# Dataset records start
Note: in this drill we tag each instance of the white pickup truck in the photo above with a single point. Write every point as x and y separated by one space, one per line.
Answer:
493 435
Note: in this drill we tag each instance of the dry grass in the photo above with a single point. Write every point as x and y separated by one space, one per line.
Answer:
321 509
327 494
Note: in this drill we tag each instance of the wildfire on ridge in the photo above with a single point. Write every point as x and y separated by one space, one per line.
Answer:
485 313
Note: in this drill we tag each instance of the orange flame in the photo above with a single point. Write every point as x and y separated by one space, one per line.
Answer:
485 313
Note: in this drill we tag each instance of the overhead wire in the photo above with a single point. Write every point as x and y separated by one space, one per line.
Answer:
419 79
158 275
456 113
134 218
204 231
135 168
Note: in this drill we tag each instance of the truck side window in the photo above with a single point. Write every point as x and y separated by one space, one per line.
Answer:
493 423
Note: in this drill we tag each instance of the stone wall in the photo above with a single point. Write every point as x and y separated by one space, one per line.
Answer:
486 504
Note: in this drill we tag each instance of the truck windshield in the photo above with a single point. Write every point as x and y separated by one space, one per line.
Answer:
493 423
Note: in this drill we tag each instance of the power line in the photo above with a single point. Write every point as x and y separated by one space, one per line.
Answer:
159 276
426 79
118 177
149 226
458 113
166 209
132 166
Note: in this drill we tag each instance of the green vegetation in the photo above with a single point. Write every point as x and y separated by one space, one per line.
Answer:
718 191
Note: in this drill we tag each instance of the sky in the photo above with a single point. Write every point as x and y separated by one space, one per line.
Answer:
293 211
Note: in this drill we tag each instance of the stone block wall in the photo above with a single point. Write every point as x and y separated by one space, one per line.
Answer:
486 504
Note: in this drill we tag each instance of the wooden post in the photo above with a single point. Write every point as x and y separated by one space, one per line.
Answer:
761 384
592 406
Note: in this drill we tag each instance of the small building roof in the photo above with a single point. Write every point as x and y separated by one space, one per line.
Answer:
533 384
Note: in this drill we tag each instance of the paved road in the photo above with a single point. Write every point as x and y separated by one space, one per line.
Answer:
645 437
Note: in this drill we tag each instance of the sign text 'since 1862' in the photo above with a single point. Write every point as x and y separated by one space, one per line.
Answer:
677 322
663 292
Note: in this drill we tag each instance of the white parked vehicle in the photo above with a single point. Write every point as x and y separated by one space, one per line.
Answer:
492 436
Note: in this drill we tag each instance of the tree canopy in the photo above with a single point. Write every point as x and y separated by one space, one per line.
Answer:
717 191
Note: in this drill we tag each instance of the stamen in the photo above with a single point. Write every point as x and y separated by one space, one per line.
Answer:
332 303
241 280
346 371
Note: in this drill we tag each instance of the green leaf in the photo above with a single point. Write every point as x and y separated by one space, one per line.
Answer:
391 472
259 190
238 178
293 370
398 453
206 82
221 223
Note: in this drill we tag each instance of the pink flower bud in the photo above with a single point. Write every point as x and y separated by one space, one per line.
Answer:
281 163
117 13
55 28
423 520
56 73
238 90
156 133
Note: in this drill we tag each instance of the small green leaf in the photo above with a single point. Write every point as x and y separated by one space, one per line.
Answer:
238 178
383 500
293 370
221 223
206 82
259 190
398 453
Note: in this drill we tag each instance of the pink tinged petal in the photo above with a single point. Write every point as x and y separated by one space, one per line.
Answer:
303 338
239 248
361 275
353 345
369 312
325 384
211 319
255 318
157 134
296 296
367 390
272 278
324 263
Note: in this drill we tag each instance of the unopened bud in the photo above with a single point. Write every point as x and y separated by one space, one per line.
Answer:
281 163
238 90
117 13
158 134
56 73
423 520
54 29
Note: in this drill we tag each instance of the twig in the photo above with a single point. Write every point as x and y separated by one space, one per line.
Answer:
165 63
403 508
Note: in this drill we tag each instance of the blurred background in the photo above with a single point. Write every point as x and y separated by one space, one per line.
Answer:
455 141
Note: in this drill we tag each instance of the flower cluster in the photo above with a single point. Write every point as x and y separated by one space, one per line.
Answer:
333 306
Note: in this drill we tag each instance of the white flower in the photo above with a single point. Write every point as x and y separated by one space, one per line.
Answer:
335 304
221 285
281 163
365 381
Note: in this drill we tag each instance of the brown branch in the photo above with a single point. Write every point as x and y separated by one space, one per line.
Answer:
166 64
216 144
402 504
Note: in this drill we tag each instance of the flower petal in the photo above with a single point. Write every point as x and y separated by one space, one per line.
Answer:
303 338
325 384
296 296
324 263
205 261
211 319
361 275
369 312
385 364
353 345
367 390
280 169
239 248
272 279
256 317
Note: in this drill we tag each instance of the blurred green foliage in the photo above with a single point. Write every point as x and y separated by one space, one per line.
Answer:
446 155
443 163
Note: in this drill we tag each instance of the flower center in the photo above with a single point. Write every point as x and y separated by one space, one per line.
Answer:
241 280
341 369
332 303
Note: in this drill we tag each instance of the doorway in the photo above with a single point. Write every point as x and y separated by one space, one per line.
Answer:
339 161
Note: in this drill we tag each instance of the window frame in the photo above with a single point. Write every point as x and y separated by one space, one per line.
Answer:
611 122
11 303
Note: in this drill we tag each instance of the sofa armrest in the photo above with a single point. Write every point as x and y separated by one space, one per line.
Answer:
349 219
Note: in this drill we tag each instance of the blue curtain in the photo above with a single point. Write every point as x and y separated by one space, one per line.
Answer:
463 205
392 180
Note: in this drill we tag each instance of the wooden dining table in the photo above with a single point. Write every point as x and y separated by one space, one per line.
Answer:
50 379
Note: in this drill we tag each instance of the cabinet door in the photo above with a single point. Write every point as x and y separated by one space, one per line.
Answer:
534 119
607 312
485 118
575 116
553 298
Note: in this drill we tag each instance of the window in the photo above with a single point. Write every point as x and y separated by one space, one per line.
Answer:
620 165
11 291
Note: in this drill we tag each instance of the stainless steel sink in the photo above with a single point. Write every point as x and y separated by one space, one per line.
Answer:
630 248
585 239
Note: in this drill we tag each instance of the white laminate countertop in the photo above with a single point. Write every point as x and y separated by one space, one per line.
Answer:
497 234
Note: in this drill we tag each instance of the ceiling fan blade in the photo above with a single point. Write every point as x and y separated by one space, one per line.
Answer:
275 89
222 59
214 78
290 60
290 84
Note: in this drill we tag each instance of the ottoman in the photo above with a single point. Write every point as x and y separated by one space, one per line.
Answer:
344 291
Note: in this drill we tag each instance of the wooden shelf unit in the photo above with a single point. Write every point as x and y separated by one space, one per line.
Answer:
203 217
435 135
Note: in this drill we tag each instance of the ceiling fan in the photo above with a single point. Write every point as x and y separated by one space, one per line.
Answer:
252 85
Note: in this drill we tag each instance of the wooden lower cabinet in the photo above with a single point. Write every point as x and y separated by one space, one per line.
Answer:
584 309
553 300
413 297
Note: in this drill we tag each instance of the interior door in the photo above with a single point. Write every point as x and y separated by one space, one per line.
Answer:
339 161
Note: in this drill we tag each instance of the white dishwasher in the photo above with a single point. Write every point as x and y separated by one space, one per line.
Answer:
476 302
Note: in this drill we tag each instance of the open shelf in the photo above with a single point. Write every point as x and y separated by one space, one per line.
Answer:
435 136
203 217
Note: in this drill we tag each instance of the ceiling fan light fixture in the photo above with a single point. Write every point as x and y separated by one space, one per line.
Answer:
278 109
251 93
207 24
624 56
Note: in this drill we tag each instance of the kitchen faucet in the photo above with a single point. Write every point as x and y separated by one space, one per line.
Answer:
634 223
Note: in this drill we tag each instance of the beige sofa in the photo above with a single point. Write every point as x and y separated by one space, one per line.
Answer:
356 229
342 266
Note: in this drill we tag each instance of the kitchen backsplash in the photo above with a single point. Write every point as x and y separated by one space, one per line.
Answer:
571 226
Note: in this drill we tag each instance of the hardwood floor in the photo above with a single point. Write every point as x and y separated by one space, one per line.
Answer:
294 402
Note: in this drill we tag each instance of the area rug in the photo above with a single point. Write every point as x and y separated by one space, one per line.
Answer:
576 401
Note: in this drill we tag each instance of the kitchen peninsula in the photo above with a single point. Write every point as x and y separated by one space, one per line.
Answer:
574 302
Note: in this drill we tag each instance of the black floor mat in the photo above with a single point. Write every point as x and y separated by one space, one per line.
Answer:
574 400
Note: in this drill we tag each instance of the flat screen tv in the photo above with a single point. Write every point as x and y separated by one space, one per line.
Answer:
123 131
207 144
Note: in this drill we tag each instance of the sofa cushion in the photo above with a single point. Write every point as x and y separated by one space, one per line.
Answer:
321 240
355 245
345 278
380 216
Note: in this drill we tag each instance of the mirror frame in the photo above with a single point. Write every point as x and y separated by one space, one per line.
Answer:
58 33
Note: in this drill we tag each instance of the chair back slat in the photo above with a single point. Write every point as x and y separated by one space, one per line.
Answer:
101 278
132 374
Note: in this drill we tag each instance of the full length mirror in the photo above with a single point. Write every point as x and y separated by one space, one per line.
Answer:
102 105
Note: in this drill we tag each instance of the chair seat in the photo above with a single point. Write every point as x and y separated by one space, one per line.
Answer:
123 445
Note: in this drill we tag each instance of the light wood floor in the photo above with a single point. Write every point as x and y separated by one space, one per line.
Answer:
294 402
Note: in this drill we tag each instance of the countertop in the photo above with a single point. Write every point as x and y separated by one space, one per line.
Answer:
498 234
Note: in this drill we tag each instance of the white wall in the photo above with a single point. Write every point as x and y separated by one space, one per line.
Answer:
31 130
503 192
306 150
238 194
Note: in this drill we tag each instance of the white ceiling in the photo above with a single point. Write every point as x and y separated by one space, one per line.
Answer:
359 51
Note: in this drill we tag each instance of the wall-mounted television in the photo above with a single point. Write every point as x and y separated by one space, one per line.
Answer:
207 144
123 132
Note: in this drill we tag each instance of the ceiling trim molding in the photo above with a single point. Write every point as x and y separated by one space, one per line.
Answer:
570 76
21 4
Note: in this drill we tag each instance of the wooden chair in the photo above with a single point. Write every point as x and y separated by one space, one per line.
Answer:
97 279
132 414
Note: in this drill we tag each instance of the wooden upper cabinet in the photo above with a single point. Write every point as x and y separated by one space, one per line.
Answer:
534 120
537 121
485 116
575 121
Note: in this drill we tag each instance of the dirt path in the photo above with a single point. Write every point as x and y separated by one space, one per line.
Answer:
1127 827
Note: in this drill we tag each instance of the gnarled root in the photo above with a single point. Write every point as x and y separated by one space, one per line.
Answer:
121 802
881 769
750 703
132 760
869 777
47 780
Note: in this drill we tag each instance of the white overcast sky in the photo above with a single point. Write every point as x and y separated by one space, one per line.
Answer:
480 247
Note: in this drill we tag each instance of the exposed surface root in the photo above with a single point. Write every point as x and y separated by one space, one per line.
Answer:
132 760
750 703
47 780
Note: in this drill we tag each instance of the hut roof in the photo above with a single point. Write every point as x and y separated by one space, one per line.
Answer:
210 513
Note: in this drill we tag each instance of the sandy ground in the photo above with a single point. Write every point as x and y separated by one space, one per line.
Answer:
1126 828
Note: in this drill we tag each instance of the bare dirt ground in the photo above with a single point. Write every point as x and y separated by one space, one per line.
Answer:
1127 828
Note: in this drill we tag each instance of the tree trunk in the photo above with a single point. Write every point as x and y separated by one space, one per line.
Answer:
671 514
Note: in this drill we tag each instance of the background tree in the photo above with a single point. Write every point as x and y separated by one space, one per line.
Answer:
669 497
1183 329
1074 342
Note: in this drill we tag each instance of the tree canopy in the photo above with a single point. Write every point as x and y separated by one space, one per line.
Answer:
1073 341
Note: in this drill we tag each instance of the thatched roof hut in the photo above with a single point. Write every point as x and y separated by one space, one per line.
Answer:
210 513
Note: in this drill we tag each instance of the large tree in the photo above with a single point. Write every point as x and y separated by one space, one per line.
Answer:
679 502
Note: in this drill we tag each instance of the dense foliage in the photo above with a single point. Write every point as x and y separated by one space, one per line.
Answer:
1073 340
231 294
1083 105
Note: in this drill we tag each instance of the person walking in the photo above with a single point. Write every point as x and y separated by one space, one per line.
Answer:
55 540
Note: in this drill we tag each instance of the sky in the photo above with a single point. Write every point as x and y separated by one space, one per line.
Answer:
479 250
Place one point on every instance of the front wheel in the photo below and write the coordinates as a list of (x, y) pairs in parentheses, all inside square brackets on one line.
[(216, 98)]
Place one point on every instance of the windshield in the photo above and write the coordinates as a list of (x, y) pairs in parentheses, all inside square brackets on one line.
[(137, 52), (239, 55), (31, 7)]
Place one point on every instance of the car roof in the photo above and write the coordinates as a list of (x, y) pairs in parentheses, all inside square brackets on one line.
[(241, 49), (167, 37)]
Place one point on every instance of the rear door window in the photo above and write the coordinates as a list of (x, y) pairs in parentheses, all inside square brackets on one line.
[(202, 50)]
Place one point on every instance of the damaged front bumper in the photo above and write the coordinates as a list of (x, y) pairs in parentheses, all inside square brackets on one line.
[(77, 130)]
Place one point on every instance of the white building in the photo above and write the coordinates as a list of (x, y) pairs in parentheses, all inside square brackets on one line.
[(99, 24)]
# Dataset records end
**Problem details**: Please copy every line from the one containing "Place one point on every instance of the windshield" down to the one containing "[(241, 49), (167, 37)]", offsetting each coordinate in the answers by -106.

**Answer to this task**:
Place one point on every instance of the windshield in the photo above and write the coordinates as a list of (x, y) pairs in parentheses, all inside square brackets on one line.
[(31, -54), (133, -51), (-75, -99)]
Place one point on every instance of the car roof in the photo above and write the coordinates as a list of (x, y) pairs in parentheses, all inside square brackets on one line.
[(135, -57), (61, -69)]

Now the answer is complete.